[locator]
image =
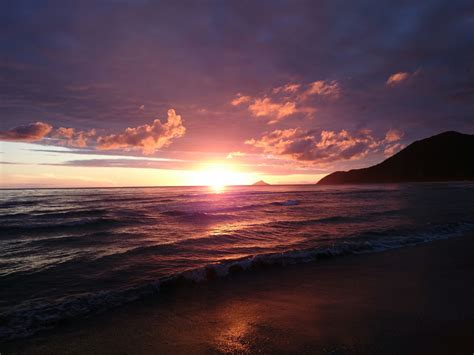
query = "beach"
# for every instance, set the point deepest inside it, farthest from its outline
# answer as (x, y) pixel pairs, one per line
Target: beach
(412, 300)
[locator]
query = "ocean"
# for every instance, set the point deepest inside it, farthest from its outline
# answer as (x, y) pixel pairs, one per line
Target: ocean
(67, 253)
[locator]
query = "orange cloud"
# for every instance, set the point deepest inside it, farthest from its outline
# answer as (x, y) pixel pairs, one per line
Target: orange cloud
(394, 148)
(73, 138)
(240, 99)
(330, 89)
(147, 138)
(288, 88)
(266, 107)
(29, 133)
(328, 147)
(397, 78)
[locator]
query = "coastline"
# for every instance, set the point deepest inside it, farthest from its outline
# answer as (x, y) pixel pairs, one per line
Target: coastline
(415, 300)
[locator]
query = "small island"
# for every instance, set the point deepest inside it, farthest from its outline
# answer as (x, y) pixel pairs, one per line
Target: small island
(444, 157)
(261, 183)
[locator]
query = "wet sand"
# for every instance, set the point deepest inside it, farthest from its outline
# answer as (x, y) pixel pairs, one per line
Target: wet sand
(414, 300)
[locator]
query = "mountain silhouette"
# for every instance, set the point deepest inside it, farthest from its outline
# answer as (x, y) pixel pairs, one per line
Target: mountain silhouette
(448, 156)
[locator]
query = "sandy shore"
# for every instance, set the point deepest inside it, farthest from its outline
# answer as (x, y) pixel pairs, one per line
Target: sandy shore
(416, 300)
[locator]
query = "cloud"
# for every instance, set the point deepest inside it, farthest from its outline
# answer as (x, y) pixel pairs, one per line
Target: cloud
(397, 78)
(147, 138)
(232, 155)
(240, 99)
(29, 133)
(266, 107)
(73, 138)
(330, 89)
(394, 135)
(394, 148)
(288, 88)
(328, 147)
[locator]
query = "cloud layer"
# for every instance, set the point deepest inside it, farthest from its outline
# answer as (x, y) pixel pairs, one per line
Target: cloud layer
(28, 133)
(327, 147)
(145, 138)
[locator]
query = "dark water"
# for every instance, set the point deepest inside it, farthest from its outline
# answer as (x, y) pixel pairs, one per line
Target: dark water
(69, 253)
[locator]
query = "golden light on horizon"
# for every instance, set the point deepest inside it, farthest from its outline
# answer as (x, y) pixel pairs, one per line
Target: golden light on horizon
(218, 176)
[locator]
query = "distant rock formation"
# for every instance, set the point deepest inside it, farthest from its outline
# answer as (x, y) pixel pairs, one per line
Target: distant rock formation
(448, 156)
(261, 183)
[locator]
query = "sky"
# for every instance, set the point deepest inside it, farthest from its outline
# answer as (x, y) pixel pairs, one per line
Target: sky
(146, 93)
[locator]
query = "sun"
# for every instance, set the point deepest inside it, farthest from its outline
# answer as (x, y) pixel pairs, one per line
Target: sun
(217, 177)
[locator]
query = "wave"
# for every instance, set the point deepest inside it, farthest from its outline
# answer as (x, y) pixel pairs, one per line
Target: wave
(198, 217)
(219, 212)
(26, 320)
(81, 225)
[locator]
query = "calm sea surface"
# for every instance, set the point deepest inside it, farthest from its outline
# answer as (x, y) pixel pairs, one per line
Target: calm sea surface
(74, 252)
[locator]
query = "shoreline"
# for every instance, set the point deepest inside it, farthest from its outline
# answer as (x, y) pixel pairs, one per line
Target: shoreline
(416, 299)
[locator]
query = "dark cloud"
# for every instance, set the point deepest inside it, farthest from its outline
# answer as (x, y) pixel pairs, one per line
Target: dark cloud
(29, 133)
(145, 138)
(113, 64)
(328, 147)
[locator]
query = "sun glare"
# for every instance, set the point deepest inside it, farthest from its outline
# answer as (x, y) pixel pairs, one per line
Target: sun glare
(217, 177)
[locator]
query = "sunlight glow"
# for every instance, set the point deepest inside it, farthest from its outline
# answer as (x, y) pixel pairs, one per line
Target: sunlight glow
(219, 176)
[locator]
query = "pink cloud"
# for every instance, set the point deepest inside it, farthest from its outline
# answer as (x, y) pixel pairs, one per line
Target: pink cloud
(287, 88)
(330, 89)
(240, 99)
(397, 78)
(29, 133)
(73, 138)
(328, 147)
(147, 138)
(266, 107)
(394, 135)
(392, 149)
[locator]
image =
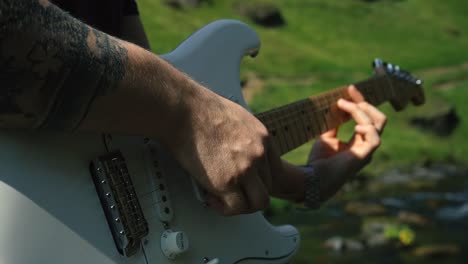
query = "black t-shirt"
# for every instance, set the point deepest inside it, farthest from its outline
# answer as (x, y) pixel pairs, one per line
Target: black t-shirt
(105, 15)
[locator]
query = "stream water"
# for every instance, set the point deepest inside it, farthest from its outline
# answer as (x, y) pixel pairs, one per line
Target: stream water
(389, 219)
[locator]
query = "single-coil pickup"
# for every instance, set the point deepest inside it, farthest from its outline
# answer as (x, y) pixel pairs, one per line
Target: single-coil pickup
(160, 193)
(119, 201)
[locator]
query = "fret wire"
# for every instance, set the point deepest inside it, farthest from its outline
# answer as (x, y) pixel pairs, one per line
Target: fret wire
(290, 115)
(279, 133)
(284, 133)
(300, 125)
(295, 140)
(304, 122)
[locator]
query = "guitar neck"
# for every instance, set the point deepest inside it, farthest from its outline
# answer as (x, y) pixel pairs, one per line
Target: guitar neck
(294, 124)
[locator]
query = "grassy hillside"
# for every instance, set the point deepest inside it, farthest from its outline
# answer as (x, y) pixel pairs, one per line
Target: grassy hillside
(329, 43)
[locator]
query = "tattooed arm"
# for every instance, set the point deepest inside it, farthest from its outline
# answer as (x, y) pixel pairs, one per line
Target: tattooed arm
(58, 73)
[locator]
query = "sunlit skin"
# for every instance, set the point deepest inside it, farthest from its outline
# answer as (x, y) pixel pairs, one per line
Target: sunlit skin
(129, 90)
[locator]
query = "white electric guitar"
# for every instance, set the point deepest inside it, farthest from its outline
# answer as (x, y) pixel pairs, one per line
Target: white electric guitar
(92, 198)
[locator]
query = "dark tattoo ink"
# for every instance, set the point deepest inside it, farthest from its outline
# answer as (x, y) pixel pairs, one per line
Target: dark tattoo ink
(52, 66)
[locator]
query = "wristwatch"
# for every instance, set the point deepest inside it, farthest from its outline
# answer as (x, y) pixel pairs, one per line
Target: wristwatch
(312, 188)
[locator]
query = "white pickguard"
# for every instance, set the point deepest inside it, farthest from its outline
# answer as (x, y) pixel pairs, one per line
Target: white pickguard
(50, 211)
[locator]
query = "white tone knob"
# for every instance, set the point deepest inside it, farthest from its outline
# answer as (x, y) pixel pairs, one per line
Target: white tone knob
(173, 243)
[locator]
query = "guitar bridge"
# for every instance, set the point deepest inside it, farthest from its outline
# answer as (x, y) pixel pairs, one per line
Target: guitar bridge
(119, 201)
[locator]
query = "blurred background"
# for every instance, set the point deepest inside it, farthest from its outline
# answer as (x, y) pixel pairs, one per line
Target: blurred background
(410, 205)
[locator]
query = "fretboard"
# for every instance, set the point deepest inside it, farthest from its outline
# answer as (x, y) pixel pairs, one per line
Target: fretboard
(294, 124)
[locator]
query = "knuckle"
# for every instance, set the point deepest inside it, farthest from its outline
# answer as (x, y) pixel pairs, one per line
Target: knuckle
(260, 151)
(377, 143)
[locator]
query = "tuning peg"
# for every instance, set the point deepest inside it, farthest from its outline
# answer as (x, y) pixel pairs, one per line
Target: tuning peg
(390, 68)
(377, 63)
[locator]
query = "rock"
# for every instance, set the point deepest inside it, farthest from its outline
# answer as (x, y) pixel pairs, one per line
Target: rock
(442, 124)
(343, 244)
(178, 4)
(407, 217)
(453, 213)
(365, 209)
(262, 13)
(377, 240)
(436, 251)
(394, 202)
(374, 234)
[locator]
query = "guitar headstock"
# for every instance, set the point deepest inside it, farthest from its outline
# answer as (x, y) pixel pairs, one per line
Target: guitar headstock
(406, 88)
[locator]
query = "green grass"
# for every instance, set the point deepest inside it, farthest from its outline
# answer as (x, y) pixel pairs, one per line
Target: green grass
(333, 43)
(328, 43)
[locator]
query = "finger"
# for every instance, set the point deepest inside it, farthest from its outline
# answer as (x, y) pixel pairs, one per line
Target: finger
(256, 193)
(329, 134)
(370, 137)
(355, 95)
(355, 111)
(263, 168)
(234, 202)
(378, 118)
(214, 202)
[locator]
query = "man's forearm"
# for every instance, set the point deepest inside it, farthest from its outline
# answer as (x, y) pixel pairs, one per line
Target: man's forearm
(59, 73)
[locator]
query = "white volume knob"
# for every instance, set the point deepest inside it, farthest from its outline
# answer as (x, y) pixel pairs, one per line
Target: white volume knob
(173, 243)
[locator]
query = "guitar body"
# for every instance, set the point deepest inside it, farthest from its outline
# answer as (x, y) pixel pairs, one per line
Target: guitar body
(52, 211)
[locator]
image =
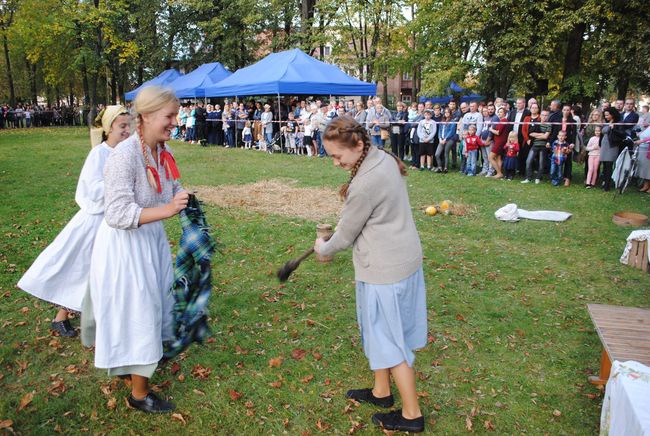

──────────

- **YOUR ASSIGNMENT**:
Print the lines from the one that contains "Target: rock" through the final line of the material above, exactly and only those, with pictures left out.

- **THE ANSWER**:
Target: rock
(442, 124)
(343, 244)
(178, 4)
(407, 217)
(453, 213)
(365, 209)
(262, 13)
(377, 240)
(436, 251)
(394, 202)
(374, 234)
[locator]
query = "guitar headstock"
# for every instance, set the point deepest inside it, farthest from its outline
# answer as (x, y) pixel pairs, one per line
Target: guitar headstock
(406, 88)
[locator]
query = "green grass"
# for every instance, set the point deepest inside it, farthest from its outline
# answer as (x, y) pixel pairs, one per line
Target: green grass
(333, 43)
(328, 43)
[locator]
query = "finger"
# for every instance, set the point deepest inside it, farthest from its outline
# answer as (x, y) pixel pairs, one per line
Target: finger
(256, 193)
(329, 134)
(370, 137)
(355, 95)
(355, 111)
(263, 168)
(234, 202)
(378, 118)
(214, 202)
[locator]
query = "man's forearm"
# for every instance, set the point deepest inside it, farthest from its outline
# answer as (x, y) pixel pairs, one per line
Target: man's forearm
(59, 73)
[locator]
query = "white volume knob"
# for every instance, set the point deepest inside it, farthest from its outline
# answer as (x, y) pixel pairs, one per line
Target: white volume knob
(173, 243)
[locator]
query = "guitar body"
# for every instance, set the point deepest inside it, farthest from its outline
# answer as (x, y) pixel pairs, one per line
Target: guitar body
(52, 211)
[locator]
image =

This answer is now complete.